Mariam, 3, suffering from measles, lies in her mother's lap after being brought to hospital in Lahore, Pakistan, last May. The uncommon but severe complications of the vaccine preventable illness include pneumonia, meningitis and encephalitis. (Mohsin Raza/Reuters)

Measles outbreaks across Canada could increase unless a national vaccination registry and other preventive steps are taken, a Canadian medical journal editorial argues.

Measles will not remain within provincial borders because it has such a high transmissibility or contagiousness, Dr. Gordon Giddings said in Monday's issue of the Canadian Medical Association Journal.

Measles "must be managed and monitored with a national solution," Giddings concluded in an editorial.

The "disfiguring and paralyzing ravages" of conditions like measles are not routinely seen in Canada today.

So far this year, British Columbia's Fraser Valley has experienced an outbreak and there have been cases in Alberta, Saskatchewan, Manitoba and Ontario.

Internationally, the Public Health Agency of Canada's travel notice earlier this month said measles continues to be imported in Brazil and the U.S. The Philippines has an ongoing outbreak and Vietnam is also experiencing one. Japan reports three times more cases than the same time period last year. Australia and the United Kingdom are also dealing with outbreaks from imported cases.

More than 90 per cent of unvaccinated people who are exposed to the measles virus will contract the disease, the U.S. Centers for Disease Control and Prevention notes in encouraging vaccination.

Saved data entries
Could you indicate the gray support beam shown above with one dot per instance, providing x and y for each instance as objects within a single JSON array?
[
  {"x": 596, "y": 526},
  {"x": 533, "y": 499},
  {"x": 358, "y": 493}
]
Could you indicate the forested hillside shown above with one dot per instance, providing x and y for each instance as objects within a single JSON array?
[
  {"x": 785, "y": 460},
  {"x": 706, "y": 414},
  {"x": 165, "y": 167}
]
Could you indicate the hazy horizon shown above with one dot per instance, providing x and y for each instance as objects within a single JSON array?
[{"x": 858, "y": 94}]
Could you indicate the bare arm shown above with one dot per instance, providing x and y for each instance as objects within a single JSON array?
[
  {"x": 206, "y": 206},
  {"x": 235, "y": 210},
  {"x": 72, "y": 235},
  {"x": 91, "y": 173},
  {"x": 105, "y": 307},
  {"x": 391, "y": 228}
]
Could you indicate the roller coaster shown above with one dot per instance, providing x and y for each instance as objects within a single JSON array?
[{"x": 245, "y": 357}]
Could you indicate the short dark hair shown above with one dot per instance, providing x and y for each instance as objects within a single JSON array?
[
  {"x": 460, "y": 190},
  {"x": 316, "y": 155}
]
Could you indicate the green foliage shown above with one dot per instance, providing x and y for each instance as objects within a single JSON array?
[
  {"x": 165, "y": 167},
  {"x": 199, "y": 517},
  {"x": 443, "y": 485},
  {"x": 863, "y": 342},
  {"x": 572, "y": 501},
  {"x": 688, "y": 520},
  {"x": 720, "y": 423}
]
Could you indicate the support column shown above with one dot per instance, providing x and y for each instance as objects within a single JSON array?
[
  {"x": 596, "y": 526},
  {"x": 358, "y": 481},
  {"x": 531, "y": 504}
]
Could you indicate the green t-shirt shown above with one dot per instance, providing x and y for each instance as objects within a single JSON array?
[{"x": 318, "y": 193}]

> **What this exercise asks**
**1.** According to the measles article, in which journal did Dr. Gordon Giddings publish his editorial?
**2.** Pick up the measles article after its last sentence and keep writing it.

> **List of answers**
**1.** The Canadian Medical Association Journal.

**2.**
Canada's most recent national data, a decade old, suggests a trend of decreasing immunizations. The fall in uptake for the shots likely contributed to Canada placing 28th out of 29 of the richest countries for childhood vaccination rates, Giddings said, pointing to a UNICEF report published last year.

"The simple fact is that low vaccination rates are contributing to preventable disease outbreaks," Giddings said.

His national solution includes:

  • Promptly and accurately identifying children and adults who are due or overdue for vaccinations to contain outbreaks.
  • Harmonize vaccine schedules, which currently vary by province and territory, to help simplify public health messages and education.
  • Introduce a national vaccination registry, which could help target education campaigns towards specific groups and geographic regions.
  • Oversee a national committee's work on vaccine hesitancy. 

"Unless these measures are put in place, Canadians can expect to see more measles outbreaks," he concludes.